[Dataset entries]
==========

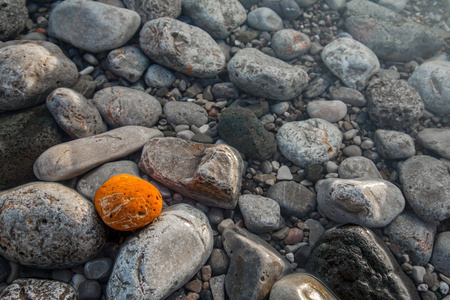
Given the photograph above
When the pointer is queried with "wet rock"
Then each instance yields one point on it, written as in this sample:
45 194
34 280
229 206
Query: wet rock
76 115
367 202
49 226
122 106
254 265
152 263
387 34
30 70
264 76
430 81
351 61
70 159
39 289
426 184
98 31
393 104
181 47
240 128
219 19
412 236
310 141
356 264
207 173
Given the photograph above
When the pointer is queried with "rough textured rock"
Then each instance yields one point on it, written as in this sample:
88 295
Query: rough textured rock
76 115
366 202
39 289
122 106
430 80
211 174
153 262
356 264
264 76
92 26
182 47
254 265
30 70
240 128
153 9
308 142
412 236
24 136
426 185
70 159
351 61
218 18
393 104
387 34
49 226
294 199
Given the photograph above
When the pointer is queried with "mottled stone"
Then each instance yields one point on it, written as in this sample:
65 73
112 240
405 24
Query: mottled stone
356 264
70 159
92 26
49 226
122 106
182 47
351 61
153 262
426 184
310 141
210 174
367 202
30 70
264 76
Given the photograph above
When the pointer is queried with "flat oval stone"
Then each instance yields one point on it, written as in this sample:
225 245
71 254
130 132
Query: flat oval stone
219 19
38 289
70 159
30 70
210 174
49 226
367 202
153 262
182 47
98 31
76 115
426 184
308 142
264 76
122 106
351 61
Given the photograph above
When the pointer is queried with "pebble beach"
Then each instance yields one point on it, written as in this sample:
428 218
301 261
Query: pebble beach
232 149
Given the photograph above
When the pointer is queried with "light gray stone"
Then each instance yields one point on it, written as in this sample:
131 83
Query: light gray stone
30 70
218 18
426 185
92 26
163 256
430 80
366 202
351 61
182 47
308 142
210 174
70 159
76 115
394 145
261 214
49 226
122 106
264 76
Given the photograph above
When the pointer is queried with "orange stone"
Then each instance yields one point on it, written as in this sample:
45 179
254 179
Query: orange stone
125 202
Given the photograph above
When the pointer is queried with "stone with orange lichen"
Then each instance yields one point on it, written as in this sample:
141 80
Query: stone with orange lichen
125 202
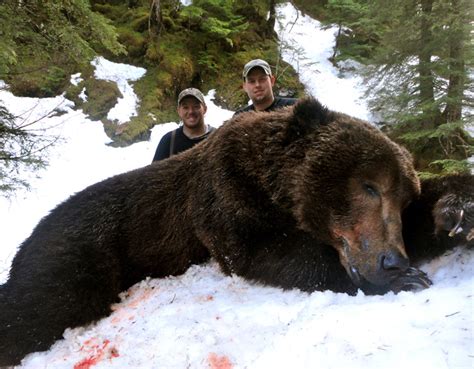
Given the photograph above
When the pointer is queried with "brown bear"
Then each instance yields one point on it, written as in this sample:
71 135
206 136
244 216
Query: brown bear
298 198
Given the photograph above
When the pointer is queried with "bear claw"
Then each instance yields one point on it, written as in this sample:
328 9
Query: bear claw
411 280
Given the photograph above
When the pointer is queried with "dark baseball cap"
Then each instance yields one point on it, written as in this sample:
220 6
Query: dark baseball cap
254 64
191 92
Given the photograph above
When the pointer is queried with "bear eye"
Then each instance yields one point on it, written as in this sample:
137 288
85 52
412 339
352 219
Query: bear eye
371 190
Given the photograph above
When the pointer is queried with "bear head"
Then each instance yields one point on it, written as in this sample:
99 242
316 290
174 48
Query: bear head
350 190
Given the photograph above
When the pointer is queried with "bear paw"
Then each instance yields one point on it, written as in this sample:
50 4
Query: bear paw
411 280
455 215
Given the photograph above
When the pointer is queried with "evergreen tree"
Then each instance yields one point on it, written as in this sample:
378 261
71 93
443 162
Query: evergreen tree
420 55
23 149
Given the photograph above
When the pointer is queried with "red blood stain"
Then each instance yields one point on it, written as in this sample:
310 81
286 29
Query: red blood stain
219 362
99 352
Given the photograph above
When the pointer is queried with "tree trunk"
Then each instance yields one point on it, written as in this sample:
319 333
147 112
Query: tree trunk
426 82
453 109
271 20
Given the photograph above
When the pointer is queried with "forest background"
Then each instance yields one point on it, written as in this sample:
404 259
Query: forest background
416 57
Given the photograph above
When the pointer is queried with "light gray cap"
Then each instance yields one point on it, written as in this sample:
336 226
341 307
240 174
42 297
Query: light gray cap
191 92
254 64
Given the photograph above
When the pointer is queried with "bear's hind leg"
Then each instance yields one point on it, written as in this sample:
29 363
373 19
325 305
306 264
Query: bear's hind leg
41 300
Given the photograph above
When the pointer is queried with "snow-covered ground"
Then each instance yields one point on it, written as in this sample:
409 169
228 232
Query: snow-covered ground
204 319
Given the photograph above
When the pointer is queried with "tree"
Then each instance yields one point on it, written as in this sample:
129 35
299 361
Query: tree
45 35
419 54
23 149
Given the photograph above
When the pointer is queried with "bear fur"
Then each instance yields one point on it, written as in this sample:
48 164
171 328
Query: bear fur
298 198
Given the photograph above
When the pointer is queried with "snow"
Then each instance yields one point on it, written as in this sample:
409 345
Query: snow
204 319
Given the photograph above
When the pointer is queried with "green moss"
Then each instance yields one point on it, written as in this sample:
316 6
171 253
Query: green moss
101 97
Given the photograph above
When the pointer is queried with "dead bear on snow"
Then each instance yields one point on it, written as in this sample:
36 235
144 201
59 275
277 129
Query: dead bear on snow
300 198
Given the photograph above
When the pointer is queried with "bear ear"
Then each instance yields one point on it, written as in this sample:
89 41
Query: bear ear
309 114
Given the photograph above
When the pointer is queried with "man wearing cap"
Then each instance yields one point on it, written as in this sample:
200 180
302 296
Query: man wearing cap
258 84
191 110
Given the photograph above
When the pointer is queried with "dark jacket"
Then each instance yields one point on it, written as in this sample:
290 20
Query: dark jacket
278 102
175 142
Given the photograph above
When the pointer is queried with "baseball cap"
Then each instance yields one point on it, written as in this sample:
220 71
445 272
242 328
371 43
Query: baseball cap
191 92
256 63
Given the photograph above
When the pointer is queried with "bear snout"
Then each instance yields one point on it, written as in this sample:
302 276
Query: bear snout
393 262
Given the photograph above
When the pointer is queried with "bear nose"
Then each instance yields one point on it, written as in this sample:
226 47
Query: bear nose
393 261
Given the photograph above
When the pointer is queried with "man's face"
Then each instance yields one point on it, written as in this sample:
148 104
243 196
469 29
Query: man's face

==========

#### TASK DIRECTIONS
Where a line of the data contains "face", copy that line.

#### THE COMPLETED TASK
When the pointer is queried with "man's face"
Query: man's face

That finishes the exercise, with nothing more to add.